> **GIVEN REQUEST**: In the forum thread below, what is the path of fastest increase said to be relative to the level curves?

> **EXCERPT PROVIDED**:
══════════

1. ## <unsolved> Gradient vector/optimum path

Hi, i need help in the following question..

Suppose I am on point (3,-8)

i am given F(x,y) = 80 - 2x^2 - y^2,

find the equation of the path i should take (in terms of x and y) if i want to move in the direction of maximum increase of F.

I know that the level curves are ellipses, and was given a hint to solve it by equating v'(u) = gradient vector of F.. where v(u)=(x(u),y(u)) is the vector representing the path.

however im stuck at this point, i wonder if anyone can help me? will very much appreciate it!

2. The rate of change of a scalar function f in the direction of a unit vector $\displaystyle \mathbf{u}$ is given by

$\displaystyle \nabla f \cdot \mathbf{u}$

This is the directional derivative

So, the maximum rate of change is given by

$\displaystyle |\nabla f \cdot \mathbf{u}| = |\nabla f|$

3. Originally Posted by Haven
The rate of change of a scalar function f in the direction of a unit vector $\displaystyle \mathbf{u}$ is given by

$\displaystyle \nabla f \cdot \mathbf{u}$

This is the directional derivative

So, the maximum rate of change is given by

$\displaystyle |\nabla f \cdot \mathbf{u}| = |\nabla f|$

I do know that the maximum change occurs when direction vector u = $\displaystyle \nabla f$ = <-4x, -2y> itself, but i wonder how does it help me to obtain the equation of the path(in terms of x and y) i am suppose to take?

4. anyone has any idea?

5. Remember, that a line can be described by a direction vector (with components a, b, and c) and a point:

$\displaystyle r(t)=<x_0, y_0, z_0> + t<a, b, c>$;

You have a direction vector (it happens to be the gradient), and you have a point (3, -8).

6. Originally Posted by ANDS!
Remember, that a line can be described by a direction vector (with components a, b, and c) and a point:

$\displaystyle r(t)=<x_0, y_0, z_0> + t<a, b, c>$;

You have a direction vector (it happens to be the gradient), and you have a point (3, -8).
i agree this makes sense if i have a constant direction vector, and that the path is a straight line, however i believe the path is not a straight line because the path is a curve that is always tangent to the level curves, which are ellipses.

thus i do not think i am able to use this

7. Originally Posted by navelwort
i agree this makes sense if i have a constant direction vector, and that the path is a straight line, however i believe the path is not a straight line because the path is a curve that is always tangent to the level curves, which are ellipses.

thus i do not think i am able to use this

No, the path of fastest increase is perpendicular to the level curves.

In any case, $\displaystyle \nabla f= -4x\vec{i}- 2y\vec{j}$ so you must have $\displaystyle \frac{dx}{dt}= -4x$, x(0)= 3 and $\displaystyle \frac{dy}{dt}= -2y$, y(0)= -8. Solve those equations to get x and y in terms of the parameter t. You can then, if you wish, eliminate t to get y as a function of x.

8. Originally Posted by HallsofIvy
No, the path of fastest increase is perpendicular to the level curves.

In any case, $\displaystyle \nabla f= -4x\vec{i}- 2y\vec{j}$ so you must have $\displaystyle \frac{dx}{dt}= -4x$, x(0)= 3 and $\displaystyle \frac{dy}{dt}= -2y$, y(0)= -8. Solve those equations to get x and y in terms of the parameter t. You can then, if you wish, eliminate t to get y as a function of x.
opps haha i meant perpendicular, yeah thanks! but just wondering, how do i go about solving those equations?

am i correct to do it like this?

x(t) = -4xt + C, y(t) = -2yt + D

x(0) = 3, => C = 3,
y(0) = -8, => D = -8,

thus x = -4xt + 3, y = -2yt -8

solving t, (x-3)/(-4x) = (y+8)/(-2y)

thus i have -2yx + 6y = -4xy - 32x
=> 3y = xy -16x ?

══════════

> **EXCERPTED RECORDS**:

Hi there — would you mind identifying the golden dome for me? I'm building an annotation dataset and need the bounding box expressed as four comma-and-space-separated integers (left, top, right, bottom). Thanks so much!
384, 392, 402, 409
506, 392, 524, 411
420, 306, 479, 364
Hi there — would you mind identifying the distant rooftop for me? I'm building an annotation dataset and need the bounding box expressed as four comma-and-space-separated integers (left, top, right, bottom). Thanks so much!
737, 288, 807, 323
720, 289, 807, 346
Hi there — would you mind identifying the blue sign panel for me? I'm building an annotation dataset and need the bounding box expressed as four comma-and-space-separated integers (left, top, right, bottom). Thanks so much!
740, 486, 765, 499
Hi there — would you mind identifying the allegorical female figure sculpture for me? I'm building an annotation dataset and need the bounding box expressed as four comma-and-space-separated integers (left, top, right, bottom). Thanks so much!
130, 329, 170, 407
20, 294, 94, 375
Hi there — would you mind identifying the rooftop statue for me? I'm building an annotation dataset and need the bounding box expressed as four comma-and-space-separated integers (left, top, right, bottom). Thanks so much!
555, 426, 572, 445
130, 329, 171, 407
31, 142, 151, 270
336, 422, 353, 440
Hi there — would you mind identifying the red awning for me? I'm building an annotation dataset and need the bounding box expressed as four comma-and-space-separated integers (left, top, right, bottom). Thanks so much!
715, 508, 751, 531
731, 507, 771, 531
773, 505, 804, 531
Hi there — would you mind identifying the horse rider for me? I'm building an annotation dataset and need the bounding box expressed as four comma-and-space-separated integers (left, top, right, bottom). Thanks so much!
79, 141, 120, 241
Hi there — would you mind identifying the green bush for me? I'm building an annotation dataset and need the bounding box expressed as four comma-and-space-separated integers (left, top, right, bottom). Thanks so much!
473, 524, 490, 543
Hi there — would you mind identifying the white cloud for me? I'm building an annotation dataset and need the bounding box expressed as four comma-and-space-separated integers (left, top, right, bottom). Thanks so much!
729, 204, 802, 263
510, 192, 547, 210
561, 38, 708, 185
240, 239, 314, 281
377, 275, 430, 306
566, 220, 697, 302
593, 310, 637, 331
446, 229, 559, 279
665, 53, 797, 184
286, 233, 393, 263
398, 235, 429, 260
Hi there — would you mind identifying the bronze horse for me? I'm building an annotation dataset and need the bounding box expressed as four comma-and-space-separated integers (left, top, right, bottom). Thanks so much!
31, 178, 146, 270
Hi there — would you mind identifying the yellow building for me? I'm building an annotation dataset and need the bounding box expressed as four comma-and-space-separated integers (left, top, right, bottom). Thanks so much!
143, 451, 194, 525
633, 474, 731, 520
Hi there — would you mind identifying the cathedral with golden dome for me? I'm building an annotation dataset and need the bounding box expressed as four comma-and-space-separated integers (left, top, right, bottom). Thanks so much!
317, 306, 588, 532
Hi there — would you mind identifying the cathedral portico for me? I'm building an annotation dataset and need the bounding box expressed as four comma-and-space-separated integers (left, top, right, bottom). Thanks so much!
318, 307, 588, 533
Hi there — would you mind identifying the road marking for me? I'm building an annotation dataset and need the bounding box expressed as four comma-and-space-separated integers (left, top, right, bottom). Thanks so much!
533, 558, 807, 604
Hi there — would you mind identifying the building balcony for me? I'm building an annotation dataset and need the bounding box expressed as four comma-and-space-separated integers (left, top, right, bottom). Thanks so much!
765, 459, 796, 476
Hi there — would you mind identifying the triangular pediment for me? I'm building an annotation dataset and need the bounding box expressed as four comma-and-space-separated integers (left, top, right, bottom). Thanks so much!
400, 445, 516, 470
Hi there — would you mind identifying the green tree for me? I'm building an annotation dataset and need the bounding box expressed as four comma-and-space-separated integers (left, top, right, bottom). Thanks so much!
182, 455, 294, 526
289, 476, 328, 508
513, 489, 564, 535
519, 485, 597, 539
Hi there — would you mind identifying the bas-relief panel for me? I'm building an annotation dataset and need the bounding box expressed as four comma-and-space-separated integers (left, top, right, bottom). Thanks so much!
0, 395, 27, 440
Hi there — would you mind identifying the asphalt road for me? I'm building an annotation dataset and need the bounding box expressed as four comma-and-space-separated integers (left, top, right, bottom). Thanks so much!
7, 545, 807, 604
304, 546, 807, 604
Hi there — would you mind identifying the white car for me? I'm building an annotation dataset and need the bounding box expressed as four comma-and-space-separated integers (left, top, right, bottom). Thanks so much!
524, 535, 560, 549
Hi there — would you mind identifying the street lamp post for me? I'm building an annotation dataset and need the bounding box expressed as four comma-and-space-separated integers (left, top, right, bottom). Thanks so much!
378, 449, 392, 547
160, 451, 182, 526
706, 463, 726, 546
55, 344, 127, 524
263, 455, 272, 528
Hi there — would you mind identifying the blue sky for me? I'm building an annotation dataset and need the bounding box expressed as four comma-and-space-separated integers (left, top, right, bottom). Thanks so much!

══════════

> **THE COMPLETED TASK**: It is perpendicular to the level curves.